┌─ Data shown

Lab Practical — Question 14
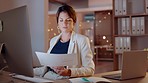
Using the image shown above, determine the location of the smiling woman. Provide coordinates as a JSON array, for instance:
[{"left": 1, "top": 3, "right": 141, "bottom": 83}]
[{"left": 33, "top": 5, "right": 95, "bottom": 79}]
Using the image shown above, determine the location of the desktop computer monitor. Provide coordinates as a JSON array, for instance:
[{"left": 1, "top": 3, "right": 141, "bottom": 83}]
[{"left": 0, "top": 6, "right": 33, "bottom": 76}]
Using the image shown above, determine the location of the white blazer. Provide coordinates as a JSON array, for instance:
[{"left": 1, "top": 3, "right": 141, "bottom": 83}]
[{"left": 47, "top": 32, "right": 95, "bottom": 77}]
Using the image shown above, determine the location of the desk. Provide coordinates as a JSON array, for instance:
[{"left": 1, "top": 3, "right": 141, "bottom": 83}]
[{"left": 0, "top": 71, "right": 148, "bottom": 83}]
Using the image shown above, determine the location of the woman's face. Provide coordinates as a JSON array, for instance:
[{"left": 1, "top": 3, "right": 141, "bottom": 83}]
[{"left": 58, "top": 12, "right": 74, "bottom": 32}]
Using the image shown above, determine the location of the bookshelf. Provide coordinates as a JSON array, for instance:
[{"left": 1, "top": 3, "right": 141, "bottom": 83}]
[{"left": 113, "top": 0, "right": 148, "bottom": 70}]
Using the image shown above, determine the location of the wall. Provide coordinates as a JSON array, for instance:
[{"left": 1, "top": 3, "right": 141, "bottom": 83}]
[{"left": 0, "top": 0, "right": 48, "bottom": 65}]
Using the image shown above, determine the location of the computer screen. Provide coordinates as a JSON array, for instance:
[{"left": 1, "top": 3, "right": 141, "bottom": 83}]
[{"left": 0, "top": 6, "right": 33, "bottom": 76}]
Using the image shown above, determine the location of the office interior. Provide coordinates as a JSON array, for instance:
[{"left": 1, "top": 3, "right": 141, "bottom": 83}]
[{"left": 0, "top": 0, "right": 147, "bottom": 76}]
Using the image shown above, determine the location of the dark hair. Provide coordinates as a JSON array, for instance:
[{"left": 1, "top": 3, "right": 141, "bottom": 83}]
[{"left": 56, "top": 4, "right": 77, "bottom": 23}]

└─

* Task instructions
Could you reproduce the listing from the line containing "of the computer" through its end, requests included, scaling every bounding-box coordinate in the answers by 0.7 and rounding each to a whole number (halves up), while leaving the requests and their sample coordinates unchanged?

* The reply
Using the image shown above, determine the location of the computer screen. Provide coordinates as a JSON array, for instance:
[{"left": 1, "top": 3, "right": 141, "bottom": 83}]
[{"left": 0, "top": 4, "right": 23, "bottom": 53}]
Using the image shown above, determine the location of the office interior. Provide coordinates as a JSON array, for instance:
[{"left": 1, "top": 3, "right": 141, "bottom": 83}]
[{"left": 0, "top": 0, "right": 103, "bottom": 53}]
Using the image shown above, determine the location of the dark hair. Provide coordinates as a JSON array, for instance:
[{"left": 1, "top": 3, "right": 141, "bottom": 83}]
[{"left": 39, "top": 3, "right": 54, "bottom": 16}]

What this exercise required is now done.